Copy all of the data below word for word, leaving out the pictures.
* begin Materials provided *
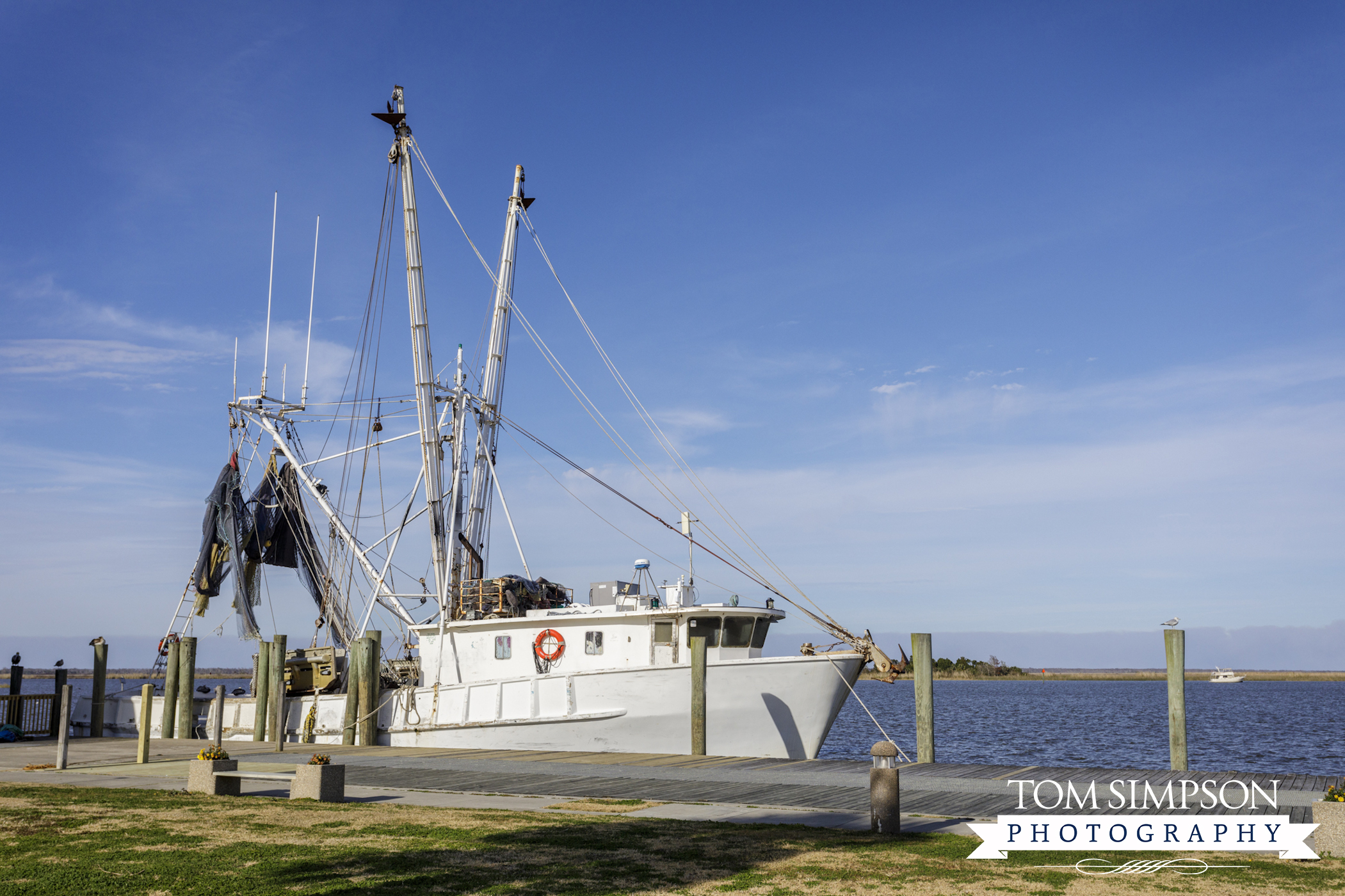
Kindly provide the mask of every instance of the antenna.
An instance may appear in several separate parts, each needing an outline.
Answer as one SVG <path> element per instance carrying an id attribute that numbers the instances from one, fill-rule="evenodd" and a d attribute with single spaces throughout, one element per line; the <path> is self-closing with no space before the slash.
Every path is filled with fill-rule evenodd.
<path id="1" fill-rule="evenodd" d="M 686 535 L 686 569 L 690 573 L 687 578 L 689 585 L 695 584 L 695 542 L 691 539 L 691 523 L 701 522 L 699 519 L 693 521 L 691 514 L 686 510 L 682 511 L 682 534 Z"/>
<path id="2" fill-rule="evenodd" d="M 270 361 L 270 288 L 276 283 L 276 210 L 280 207 L 280 191 L 270 206 L 270 274 L 266 277 L 266 342 L 261 352 L 261 397 L 266 397 L 266 362 Z"/>
<path id="3" fill-rule="evenodd" d="M 323 226 L 323 217 L 317 215 L 313 225 L 313 281 L 308 287 L 308 346 L 304 348 L 304 390 L 299 396 L 299 406 L 308 406 L 308 355 L 313 348 L 313 291 L 317 289 L 317 229 Z"/>

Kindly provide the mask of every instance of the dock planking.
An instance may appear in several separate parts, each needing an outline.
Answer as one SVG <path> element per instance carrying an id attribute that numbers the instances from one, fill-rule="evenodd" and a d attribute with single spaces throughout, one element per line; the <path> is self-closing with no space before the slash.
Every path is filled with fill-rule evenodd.
<path id="1" fill-rule="evenodd" d="M 685 756 L 675 753 L 604 753 L 593 751 L 510 751 L 449 749 L 412 747 L 343 747 L 289 744 L 285 753 L 274 753 L 270 744 L 226 741 L 237 759 L 252 763 L 293 764 L 305 749 L 331 753 L 346 766 L 350 786 L 395 790 L 441 790 L 455 792 L 516 794 L 529 796 L 570 796 L 600 799 L 646 799 L 666 803 L 737 803 L 868 811 L 869 768 L 866 761 L 842 759 L 763 759 L 753 756 Z M 104 766 L 132 761 L 136 741 L 128 739 L 78 739 L 71 741 L 71 770 L 94 771 Z M 200 741 L 152 741 L 152 761 L 180 763 L 200 748 Z M 40 756 L 39 756 L 40 752 Z M 48 761 L 50 745 L 5 744 L 0 748 L 0 770 L 22 768 L 30 761 Z M 1333 775 L 1263 772 L 1176 772 L 1171 770 L 997 766 L 981 763 L 902 764 L 901 810 L 908 814 L 952 818 L 994 818 L 995 815 L 1076 814 L 1077 807 L 1040 809 L 1028 799 L 1018 809 L 1018 788 L 1010 780 L 1073 782 L 1085 791 L 1096 784 L 1099 809 L 1089 814 L 1141 814 L 1128 803 L 1120 809 L 1107 806 L 1114 799 L 1108 791 L 1112 780 L 1135 780 L 1138 788 L 1147 783 L 1155 792 L 1180 779 L 1204 782 L 1216 787 L 1228 780 L 1256 782 L 1266 790 L 1279 780 L 1280 807 L 1258 806 L 1256 814 L 1287 814 L 1298 823 L 1310 821 L 1310 800 L 1330 784 L 1341 783 Z M 148 770 L 147 770 L 148 771 Z M 1174 786 L 1176 790 L 1176 786 Z M 1053 796 L 1053 788 L 1052 788 Z M 1198 799 L 1198 798 L 1197 798 Z M 1153 811 L 1151 809 L 1149 811 Z M 1220 807 L 1200 809 L 1186 814 L 1227 814 Z M 1251 811 L 1251 810 L 1232 810 Z M 1180 814 L 1181 810 L 1178 809 Z"/>

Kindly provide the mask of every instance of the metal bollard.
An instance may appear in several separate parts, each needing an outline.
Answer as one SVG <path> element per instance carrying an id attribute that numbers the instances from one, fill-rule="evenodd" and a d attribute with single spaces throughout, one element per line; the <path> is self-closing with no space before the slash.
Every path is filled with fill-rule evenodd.
<path id="1" fill-rule="evenodd" d="M 869 770 L 870 830 L 880 834 L 901 833 L 901 770 L 897 768 L 897 745 L 880 740 L 869 751 L 873 768 Z"/>

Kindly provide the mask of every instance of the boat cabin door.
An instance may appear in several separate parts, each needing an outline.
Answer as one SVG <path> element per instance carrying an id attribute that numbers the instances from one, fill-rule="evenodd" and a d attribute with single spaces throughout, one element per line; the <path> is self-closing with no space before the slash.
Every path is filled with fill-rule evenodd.
<path id="1" fill-rule="evenodd" d="M 677 662 L 677 616 L 655 616 L 650 652 L 651 666 L 671 666 Z"/>

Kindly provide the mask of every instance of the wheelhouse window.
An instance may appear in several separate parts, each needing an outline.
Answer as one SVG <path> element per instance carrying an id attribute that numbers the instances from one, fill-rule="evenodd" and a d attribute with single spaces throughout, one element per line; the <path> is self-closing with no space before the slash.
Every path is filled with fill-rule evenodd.
<path id="1" fill-rule="evenodd" d="M 720 623 L 722 616 L 691 616 L 686 620 L 686 646 L 691 646 L 691 638 L 705 638 L 706 647 L 720 646 Z"/>
<path id="2" fill-rule="evenodd" d="M 746 647 L 752 643 L 752 616 L 725 616 L 721 647 Z"/>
* end Materials provided *
Full solution:
Kindly provide the mask of every instance of the antenna.
An instance may appear in several separate parts, each needing an outline.
Answer as one SVG <path> element per instance carrying an id attribute that numbers the instances from one, fill-rule="evenodd" and a d attribute with single spaces throughout, one element per line; the <path> is self-closing with no space before the slash.
Every path is filled with fill-rule evenodd.
<path id="1" fill-rule="evenodd" d="M 686 535 L 686 569 L 690 573 L 687 578 L 689 585 L 695 584 L 695 542 L 691 539 L 691 523 L 701 522 L 699 519 L 693 521 L 691 514 L 686 510 L 682 511 L 682 534 Z"/>
<path id="2" fill-rule="evenodd" d="M 270 361 L 270 288 L 276 283 L 276 210 L 280 207 L 280 191 L 270 206 L 270 274 L 266 277 L 266 342 L 261 352 L 261 397 L 266 397 L 266 362 Z"/>
<path id="3" fill-rule="evenodd" d="M 323 226 L 323 217 L 317 215 L 313 225 L 313 281 L 308 287 L 308 346 L 304 348 L 304 390 L 299 396 L 299 406 L 308 406 L 308 355 L 313 348 L 313 291 L 317 289 L 317 229 Z"/>

Kindly provide the mask of every instance of the dock planking.
An instance may appear in several separate parts, each needing an outline.
Answer as one SVG <path> element per instance carrying an id attribute that numbers the instances from one, fill-rule="evenodd" and a d attribute with single spaces throughout, one element per line; the <path> is self-closing with no space before the slash.
Every path is filled with fill-rule evenodd.
<path id="1" fill-rule="evenodd" d="M 685 756 L 675 753 L 604 753 L 593 751 L 510 751 L 449 749 L 412 747 L 343 747 L 289 744 L 285 753 L 274 753 L 270 744 L 226 741 L 237 759 L 252 763 L 293 764 L 305 749 L 331 753 L 346 766 L 350 786 L 395 790 L 441 790 L 455 792 L 516 794 L 529 796 L 570 796 L 600 799 L 646 799 L 666 803 L 737 803 L 868 811 L 869 768 L 866 761 L 842 759 L 763 759 L 753 756 Z M 104 766 L 132 761 L 136 741 L 128 739 L 78 739 L 71 741 L 71 770 L 94 771 Z M 200 741 L 152 741 L 152 761 L 180 763 L 200 748 Z M 40 756 L 39 756 L 40 752 Z M 48 761 L 50 745 L 5 744 L 0 748 L 0 770 L 22 768 L 30 761 Z M 1333 775 L 1263 772 L 1176 772 L 1171 770 L 997 766 L 981 763 L 902 764 L 901 810 L 908 814 L 952 818 L 994 818 L 995 815 L 1076 814 L 1077 807 L 1040 809 L 1028 799 L 1018 809 L 1018 788 L 1010 780 L 1073 782 L 1085 791 L 1096 784 L 1099 809 L 1089 814 L 1141 814 L 1128 803 L 1120 809 L 1107 806 L 1114 799 L 1108 791 L 1112 780 L 1135 780 L 1138 788 L 1147 783 L 1155 792 L 1180 779 L 1204 782 L 1216 787 L 1228 780 L 1256 782 L 1266 790 L 1279 780 L 1280 807 L 1258 806 L 1256 814 L 1287 814 L 1298 823 L 1310 821 L 1310 800 L 1330 784 L 1341 783 Z M 148 770 L 147 770 L 148 771 Z M 1174 786 L 1176 790 L 1176 786 Z M 1053 796 L 1053 788 L 1052 788 Z M 1198 799 L 1198 798 L 1197 798 Z M 1153 811 L 1151 809 L 1149 811 Z M 1220 807 L 1200 809 L 1186 814 L 1227 814 Z M 1251 811 L 1251 810 L 1232 810 Z M 1180 814 L 1181 810 L 1178 809 Z"/>

Kindly provide the mask of every instance of the metal bollard.
An instance may appear in several separate parts, each needing an outline.
Answer as one SVG <path> element per instance carrying an id attribute that numbers the instances from one, fill-rule="evenodd" and a d attribute with single spaces throughout, one element per line; the <path> is self-closing with no space before the slash.
Every path is filled with fill-rule evenodd.
<path id="1" fill-rule="evenodd" d="M 869 770 L 870 830 L 880 834 L 901 833 L 901 770 L 897 768 L 897 745 L 880 740 L 869 751 L 873 768 Z"/>

Kindly provide the mask of every instance of the boat cabin door.
An instance may appear in several separate parts, each needing an outline.
Answer as one SVG <path> element per instance carrying an id attribute that numbers the instances from one, fill-rule="evenodd" and a d attribute with single spaces throughout, one element per line; the <path> is self-closing with no space before the slash.
Every path is filled with fill-rule evenodd.
<path id="1" fill-rule="evenodd" d="M 677 662 L 677 616 L 655 616 L 650 652 L 651 666 L 671 666 Z"/>

Kindly provide the mask of every instance of the wheelhouse window.
An instance may appear in several separate parts, each needing an outline.
Answer as one SVG <path> element per instance carrying an id attribute that numbers the instances from one, fill-rule="evenodd" and a d attribute with single spaces throughout, one element per line; the <path> is self-closing with no space before the slash.
Every path is filled with fill-rule evenodd.
<path id="1" fill-rule="evenodd" d="M 720 623 L 722 616 L 691 616 L 686 620 L 686 646 L 691 646 L 691 638 L 705 638 L 706 647 L 720 646 Z"/>
<path id="2" fill-rule="evenodd" d="M 746 647 L 752 643 L 752 616 L 725 616 L 721 647 Z"/>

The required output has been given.